PROBLEM TO SOLVE: Add -77 to every coordinate in the answers, then write out again only the lines from the one containing "the black rubber" through the one containing "[125,103,213,182]", requests included.

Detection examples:

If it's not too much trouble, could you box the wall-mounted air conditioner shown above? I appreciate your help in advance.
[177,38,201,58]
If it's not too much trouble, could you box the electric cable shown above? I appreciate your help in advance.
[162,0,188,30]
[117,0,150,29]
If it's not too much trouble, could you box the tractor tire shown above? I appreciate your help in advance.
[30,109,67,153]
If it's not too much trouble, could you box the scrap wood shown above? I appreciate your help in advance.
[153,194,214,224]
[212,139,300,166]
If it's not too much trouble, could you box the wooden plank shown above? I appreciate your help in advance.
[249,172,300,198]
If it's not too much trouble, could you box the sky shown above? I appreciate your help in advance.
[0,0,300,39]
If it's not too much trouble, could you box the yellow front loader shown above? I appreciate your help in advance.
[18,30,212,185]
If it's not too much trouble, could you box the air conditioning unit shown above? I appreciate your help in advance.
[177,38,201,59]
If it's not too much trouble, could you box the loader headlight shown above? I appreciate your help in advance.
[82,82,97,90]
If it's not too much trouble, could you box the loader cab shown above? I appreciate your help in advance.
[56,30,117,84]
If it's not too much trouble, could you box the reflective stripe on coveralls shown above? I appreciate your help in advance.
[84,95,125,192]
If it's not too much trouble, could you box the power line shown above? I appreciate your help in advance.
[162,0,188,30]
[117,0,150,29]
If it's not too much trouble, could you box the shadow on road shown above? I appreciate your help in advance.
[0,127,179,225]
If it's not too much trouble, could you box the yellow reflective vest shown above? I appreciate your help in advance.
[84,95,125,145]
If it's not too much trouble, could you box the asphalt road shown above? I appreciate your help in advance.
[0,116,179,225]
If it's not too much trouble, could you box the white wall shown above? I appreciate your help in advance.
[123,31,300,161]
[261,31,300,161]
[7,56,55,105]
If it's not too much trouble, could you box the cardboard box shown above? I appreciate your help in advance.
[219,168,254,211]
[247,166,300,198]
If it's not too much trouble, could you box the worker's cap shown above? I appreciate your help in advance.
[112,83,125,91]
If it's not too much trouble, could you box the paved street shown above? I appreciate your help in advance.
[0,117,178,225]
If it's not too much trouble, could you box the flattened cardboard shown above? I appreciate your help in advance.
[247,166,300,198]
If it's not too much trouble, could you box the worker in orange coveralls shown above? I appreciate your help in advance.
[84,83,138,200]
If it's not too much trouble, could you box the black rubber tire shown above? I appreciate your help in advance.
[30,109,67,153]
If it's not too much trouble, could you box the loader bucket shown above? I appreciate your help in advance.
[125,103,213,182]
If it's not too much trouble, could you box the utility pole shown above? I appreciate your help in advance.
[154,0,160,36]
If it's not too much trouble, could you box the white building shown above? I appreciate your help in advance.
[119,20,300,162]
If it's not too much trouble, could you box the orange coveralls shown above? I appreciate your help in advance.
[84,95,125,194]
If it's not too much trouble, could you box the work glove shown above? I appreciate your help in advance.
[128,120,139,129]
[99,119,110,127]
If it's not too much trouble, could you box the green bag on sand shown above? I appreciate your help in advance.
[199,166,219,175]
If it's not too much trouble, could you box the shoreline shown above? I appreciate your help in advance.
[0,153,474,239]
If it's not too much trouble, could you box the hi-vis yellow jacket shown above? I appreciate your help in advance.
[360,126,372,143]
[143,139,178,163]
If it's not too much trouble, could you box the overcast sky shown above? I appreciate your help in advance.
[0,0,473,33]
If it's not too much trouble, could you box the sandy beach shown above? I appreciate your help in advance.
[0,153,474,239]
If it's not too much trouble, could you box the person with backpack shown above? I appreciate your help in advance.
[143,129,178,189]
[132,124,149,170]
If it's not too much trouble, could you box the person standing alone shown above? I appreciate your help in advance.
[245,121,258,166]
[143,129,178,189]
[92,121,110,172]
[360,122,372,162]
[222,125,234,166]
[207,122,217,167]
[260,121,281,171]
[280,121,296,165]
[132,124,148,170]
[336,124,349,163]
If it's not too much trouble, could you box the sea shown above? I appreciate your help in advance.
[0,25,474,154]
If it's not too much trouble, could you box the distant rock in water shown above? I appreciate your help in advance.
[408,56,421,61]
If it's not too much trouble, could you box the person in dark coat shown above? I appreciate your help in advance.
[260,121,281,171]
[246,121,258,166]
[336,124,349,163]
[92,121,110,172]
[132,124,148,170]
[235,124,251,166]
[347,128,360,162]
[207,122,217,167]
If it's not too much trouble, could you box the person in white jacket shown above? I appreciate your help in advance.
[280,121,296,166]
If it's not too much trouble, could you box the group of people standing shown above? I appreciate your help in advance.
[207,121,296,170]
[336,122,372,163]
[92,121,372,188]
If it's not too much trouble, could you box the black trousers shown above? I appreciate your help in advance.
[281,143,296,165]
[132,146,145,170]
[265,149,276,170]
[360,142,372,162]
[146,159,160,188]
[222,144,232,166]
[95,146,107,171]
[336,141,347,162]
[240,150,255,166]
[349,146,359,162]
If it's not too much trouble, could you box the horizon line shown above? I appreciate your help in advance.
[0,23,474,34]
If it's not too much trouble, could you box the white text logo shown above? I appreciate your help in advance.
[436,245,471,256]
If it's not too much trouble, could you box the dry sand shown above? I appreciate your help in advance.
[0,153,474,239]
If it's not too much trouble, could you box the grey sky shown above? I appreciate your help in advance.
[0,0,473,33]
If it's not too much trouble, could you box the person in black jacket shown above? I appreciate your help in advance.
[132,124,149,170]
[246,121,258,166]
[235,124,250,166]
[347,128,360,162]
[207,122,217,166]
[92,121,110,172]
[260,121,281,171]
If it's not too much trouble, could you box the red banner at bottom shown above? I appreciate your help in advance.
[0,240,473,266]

THE OUTPUT:
If it's not too much trouble, could you box the black rubber tire shown above? I appreciate your help in advance.
[-47,32,-10,76]
If it's not too much trouble, could you box the loader bucket shown above? I appreciate your help in advance.
[48,26,136,105]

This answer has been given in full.